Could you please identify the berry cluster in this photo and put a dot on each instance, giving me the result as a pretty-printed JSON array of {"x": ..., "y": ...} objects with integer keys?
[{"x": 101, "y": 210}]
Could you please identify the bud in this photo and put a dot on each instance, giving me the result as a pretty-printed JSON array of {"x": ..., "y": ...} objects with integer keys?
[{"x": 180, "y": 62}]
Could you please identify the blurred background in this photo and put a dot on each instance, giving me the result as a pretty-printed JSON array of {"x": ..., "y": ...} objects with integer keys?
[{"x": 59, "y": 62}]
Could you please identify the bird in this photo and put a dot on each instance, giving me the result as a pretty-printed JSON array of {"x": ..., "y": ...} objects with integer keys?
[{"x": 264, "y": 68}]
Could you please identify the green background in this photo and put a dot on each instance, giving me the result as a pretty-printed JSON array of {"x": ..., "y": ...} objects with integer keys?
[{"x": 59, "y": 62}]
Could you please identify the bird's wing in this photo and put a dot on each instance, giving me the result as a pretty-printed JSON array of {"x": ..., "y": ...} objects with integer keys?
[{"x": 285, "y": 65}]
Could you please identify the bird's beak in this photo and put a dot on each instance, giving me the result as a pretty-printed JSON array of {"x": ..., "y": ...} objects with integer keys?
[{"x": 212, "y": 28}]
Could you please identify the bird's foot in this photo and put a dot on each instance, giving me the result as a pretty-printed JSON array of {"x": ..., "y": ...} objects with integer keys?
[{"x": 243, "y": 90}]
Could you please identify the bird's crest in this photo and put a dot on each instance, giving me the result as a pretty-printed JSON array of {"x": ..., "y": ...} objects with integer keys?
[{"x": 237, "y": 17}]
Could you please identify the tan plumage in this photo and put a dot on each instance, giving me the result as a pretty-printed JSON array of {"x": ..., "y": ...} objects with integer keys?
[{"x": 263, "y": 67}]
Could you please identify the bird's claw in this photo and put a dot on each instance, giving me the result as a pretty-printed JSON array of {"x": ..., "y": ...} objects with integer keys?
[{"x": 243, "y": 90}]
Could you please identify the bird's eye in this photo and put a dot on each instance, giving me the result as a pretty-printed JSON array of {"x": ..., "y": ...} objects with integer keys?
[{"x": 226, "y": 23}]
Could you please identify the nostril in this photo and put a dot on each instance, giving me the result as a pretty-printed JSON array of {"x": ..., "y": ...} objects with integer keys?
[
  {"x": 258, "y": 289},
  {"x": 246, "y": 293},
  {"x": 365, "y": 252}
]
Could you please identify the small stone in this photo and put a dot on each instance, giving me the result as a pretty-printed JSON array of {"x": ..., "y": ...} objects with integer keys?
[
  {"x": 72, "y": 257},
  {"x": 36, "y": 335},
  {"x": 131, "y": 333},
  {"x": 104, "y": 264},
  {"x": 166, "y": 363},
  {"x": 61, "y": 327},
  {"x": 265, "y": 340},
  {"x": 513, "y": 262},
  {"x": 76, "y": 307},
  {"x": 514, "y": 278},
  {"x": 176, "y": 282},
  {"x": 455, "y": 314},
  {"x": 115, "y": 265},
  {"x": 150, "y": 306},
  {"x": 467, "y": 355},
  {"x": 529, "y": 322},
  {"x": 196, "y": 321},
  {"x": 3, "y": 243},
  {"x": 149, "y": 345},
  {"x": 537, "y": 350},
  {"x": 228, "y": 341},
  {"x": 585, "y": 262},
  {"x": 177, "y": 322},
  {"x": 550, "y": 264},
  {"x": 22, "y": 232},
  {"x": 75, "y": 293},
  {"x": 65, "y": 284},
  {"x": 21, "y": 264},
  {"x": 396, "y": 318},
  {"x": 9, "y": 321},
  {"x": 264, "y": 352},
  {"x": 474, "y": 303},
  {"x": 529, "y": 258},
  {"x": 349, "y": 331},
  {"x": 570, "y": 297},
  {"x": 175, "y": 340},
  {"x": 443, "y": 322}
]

Exercise objective: Show each line from the entries above that contains the word "background", reproducing those lines unchanged.

The output:
Could you please identify the blurred background in this photo and put a dot on each instance, giving me the result as a pretty-printed JSON array of {"x": ..., "y": ...} objects with integer keys?
Could you please identify the green background in this photo and put a dot on each instance, giving me the result as a pretty-printed JSON array of {"x": ..., "y": ...} objects with integer keys?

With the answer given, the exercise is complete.